-- Start of Task inputs --
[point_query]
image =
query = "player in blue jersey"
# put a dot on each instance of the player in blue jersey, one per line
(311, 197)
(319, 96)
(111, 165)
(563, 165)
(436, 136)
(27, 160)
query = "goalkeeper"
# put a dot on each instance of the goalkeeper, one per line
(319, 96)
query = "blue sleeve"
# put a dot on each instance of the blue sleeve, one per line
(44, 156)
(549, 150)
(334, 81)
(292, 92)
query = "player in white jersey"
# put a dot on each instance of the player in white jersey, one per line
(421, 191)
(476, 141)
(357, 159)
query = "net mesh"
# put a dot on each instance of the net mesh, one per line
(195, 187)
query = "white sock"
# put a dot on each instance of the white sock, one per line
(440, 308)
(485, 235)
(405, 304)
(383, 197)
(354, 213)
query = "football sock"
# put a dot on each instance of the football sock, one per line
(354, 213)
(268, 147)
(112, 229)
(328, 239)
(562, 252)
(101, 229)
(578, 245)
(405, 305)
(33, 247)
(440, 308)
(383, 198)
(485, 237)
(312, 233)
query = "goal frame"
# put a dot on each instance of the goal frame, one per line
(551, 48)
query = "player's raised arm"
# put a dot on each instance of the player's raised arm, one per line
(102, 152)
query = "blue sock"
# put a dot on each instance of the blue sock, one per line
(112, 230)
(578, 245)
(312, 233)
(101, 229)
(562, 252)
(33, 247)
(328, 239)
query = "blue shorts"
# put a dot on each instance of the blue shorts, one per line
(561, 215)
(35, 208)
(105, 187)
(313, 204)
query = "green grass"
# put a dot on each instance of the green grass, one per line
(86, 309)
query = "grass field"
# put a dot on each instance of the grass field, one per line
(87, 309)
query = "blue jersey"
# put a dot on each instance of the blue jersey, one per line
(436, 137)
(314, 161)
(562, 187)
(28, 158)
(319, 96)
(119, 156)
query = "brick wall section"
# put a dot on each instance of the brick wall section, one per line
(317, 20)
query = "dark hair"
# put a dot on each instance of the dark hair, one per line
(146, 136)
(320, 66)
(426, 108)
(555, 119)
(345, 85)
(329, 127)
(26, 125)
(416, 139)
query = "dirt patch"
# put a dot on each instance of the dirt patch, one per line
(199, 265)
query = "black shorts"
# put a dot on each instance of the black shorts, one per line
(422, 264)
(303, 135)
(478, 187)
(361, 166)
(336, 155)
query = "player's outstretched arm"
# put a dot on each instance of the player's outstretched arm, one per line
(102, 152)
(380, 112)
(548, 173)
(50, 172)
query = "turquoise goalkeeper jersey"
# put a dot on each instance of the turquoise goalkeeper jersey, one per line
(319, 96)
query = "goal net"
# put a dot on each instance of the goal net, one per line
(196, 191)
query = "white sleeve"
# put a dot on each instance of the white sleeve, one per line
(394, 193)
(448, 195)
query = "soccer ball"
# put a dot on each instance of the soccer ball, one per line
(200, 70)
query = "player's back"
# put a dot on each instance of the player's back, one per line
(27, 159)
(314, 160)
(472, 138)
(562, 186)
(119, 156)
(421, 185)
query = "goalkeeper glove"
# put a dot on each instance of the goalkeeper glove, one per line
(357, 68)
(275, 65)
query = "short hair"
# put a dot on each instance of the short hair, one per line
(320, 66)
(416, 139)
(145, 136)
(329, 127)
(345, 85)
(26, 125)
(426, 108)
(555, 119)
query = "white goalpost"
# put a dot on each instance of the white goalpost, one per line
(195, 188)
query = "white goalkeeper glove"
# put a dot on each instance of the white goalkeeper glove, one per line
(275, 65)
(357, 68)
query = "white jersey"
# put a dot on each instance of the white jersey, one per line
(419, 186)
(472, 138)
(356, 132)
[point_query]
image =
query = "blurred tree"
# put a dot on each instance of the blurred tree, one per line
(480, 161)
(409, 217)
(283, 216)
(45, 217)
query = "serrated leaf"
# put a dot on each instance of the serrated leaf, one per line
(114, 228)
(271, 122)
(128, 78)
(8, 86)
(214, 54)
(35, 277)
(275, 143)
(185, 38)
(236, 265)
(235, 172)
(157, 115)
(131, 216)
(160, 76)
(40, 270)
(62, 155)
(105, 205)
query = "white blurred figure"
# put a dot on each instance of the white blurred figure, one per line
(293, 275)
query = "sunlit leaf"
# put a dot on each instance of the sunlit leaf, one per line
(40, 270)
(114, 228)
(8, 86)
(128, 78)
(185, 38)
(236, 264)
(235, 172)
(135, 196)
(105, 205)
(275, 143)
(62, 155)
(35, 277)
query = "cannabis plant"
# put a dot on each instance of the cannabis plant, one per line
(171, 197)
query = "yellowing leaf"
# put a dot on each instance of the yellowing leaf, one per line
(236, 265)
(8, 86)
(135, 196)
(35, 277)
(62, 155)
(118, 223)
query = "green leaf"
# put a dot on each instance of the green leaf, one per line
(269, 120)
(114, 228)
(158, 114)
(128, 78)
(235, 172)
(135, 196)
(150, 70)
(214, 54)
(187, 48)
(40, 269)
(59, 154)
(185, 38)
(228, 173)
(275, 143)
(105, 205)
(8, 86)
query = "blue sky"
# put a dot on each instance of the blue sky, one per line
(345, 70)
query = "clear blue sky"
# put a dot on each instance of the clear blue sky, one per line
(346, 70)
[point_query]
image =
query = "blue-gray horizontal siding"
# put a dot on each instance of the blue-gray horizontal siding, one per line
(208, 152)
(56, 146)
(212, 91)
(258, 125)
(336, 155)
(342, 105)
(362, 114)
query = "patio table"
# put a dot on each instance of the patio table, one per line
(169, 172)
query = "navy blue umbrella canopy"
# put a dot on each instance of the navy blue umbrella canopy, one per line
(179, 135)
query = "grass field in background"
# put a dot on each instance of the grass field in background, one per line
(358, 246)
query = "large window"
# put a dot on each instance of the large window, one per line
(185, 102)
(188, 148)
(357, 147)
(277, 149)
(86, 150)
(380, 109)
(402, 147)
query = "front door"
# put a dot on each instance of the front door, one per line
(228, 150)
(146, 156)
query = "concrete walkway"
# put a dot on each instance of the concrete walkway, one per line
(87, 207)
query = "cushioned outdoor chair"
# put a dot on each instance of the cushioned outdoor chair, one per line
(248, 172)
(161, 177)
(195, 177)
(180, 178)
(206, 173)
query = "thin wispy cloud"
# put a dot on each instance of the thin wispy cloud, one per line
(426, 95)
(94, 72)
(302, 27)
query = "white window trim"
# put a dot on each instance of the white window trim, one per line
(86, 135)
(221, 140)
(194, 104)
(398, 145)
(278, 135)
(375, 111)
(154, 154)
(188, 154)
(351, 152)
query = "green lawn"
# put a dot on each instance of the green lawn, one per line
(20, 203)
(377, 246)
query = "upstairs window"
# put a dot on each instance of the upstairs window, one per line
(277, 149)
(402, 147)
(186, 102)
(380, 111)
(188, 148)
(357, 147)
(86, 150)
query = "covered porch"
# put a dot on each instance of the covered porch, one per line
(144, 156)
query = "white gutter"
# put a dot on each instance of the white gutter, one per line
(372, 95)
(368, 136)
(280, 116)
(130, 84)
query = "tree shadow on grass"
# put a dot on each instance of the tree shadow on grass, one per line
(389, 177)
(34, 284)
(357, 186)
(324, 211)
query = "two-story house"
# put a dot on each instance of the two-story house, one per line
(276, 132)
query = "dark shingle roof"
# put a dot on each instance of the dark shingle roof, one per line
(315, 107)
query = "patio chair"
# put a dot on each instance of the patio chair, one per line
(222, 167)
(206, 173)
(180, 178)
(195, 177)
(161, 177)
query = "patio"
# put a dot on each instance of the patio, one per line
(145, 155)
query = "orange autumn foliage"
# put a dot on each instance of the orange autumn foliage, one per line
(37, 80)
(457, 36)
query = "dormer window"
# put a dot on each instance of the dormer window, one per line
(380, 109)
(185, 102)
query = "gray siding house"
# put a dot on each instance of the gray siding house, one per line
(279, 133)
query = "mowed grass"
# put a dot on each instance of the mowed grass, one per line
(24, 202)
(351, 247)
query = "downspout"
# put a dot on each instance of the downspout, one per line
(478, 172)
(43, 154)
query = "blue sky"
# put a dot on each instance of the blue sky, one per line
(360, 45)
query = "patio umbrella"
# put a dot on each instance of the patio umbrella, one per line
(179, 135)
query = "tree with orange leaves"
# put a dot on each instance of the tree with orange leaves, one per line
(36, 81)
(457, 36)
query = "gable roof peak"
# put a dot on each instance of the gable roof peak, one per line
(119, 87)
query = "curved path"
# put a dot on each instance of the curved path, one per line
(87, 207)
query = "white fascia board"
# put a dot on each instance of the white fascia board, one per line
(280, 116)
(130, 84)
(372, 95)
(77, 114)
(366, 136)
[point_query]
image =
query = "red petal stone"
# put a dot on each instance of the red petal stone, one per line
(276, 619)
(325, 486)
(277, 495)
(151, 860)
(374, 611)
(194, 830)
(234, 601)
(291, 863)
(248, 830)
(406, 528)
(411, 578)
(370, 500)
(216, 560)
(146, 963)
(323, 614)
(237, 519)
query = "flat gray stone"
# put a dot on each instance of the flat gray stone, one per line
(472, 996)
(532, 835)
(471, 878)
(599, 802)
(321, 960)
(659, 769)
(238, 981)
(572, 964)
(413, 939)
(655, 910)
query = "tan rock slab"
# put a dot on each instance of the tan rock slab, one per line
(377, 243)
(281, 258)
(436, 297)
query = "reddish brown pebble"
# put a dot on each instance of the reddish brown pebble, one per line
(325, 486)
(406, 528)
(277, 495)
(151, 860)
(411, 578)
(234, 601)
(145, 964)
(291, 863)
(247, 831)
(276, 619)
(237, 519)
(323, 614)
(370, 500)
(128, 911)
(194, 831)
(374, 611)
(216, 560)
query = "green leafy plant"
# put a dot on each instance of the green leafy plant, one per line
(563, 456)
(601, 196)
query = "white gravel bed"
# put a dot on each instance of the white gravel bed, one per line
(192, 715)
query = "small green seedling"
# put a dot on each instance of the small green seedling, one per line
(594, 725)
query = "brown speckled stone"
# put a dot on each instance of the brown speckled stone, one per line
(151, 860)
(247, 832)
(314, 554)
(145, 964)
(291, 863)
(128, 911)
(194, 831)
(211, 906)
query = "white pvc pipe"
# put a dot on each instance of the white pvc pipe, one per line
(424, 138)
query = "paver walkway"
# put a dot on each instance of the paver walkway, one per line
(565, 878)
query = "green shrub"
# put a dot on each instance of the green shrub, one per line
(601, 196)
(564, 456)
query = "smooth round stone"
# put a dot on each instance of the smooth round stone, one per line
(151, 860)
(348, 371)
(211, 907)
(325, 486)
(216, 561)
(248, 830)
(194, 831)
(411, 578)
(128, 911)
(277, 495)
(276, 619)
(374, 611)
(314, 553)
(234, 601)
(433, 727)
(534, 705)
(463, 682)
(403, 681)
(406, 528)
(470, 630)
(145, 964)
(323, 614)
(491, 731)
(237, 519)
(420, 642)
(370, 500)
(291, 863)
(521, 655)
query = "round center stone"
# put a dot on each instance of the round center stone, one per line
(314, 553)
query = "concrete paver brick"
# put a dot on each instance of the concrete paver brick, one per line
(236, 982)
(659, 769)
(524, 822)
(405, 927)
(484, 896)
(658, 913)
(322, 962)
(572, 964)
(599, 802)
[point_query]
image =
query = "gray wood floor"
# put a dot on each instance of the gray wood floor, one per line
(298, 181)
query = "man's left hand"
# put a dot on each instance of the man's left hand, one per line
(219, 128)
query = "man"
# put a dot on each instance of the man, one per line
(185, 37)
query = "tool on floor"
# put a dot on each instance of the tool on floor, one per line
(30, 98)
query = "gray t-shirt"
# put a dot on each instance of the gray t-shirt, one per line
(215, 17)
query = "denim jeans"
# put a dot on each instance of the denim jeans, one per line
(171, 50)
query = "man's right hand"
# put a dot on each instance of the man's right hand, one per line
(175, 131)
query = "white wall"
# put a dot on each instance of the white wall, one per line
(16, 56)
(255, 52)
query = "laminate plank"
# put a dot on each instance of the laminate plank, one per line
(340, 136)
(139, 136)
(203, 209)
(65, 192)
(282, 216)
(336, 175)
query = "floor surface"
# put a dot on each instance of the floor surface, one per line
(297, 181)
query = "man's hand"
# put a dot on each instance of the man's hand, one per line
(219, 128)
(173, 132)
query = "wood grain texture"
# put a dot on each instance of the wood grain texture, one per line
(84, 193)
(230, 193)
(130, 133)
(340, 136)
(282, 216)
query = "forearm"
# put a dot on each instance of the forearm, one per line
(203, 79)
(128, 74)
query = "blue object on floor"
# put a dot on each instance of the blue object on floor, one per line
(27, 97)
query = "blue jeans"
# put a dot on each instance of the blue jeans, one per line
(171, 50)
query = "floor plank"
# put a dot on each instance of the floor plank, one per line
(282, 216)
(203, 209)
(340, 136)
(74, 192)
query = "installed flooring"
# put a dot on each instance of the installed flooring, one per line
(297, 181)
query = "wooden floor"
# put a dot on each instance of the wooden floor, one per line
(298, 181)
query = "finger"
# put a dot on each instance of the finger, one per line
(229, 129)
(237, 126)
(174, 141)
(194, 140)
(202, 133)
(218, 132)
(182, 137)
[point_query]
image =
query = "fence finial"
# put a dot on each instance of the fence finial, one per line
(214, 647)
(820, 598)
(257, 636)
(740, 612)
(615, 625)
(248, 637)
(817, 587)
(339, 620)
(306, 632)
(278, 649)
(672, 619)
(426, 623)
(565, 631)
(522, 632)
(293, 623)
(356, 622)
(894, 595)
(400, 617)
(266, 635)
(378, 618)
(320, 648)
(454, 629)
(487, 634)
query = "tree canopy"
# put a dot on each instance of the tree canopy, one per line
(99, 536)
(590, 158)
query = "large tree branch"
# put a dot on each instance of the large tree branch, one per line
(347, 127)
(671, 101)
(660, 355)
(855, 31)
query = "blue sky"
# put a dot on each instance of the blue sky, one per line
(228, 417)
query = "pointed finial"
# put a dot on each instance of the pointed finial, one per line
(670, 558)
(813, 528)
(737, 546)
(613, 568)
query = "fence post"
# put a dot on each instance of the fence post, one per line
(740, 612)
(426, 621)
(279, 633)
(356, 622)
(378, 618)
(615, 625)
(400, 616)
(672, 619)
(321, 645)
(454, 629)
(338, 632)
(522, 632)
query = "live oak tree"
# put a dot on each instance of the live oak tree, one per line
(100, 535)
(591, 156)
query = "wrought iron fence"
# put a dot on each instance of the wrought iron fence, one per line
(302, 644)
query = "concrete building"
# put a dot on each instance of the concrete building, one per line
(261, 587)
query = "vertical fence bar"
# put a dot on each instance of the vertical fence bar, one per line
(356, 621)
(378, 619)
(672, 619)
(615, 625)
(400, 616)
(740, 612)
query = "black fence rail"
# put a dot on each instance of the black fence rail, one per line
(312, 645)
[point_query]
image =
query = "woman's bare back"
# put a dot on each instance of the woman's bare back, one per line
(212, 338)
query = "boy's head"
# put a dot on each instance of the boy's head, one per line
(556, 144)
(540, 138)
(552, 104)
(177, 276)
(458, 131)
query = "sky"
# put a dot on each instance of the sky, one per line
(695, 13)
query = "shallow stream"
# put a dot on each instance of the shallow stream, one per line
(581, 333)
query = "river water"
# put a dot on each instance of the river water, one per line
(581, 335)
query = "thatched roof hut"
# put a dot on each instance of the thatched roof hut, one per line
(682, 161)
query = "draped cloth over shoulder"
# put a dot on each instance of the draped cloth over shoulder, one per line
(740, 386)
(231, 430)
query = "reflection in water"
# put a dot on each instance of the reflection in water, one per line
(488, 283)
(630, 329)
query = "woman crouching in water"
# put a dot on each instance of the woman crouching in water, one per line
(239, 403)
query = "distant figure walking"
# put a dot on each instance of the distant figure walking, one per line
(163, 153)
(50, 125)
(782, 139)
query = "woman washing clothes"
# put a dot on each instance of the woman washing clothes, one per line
-- End of Task inputs --
## Given exercise
Pick out every line in the listing above that contains the string "denim", and copy each one.

## Response to this task
query = "denim jeans"
# put a dot on each instance of the denim jeans, one per line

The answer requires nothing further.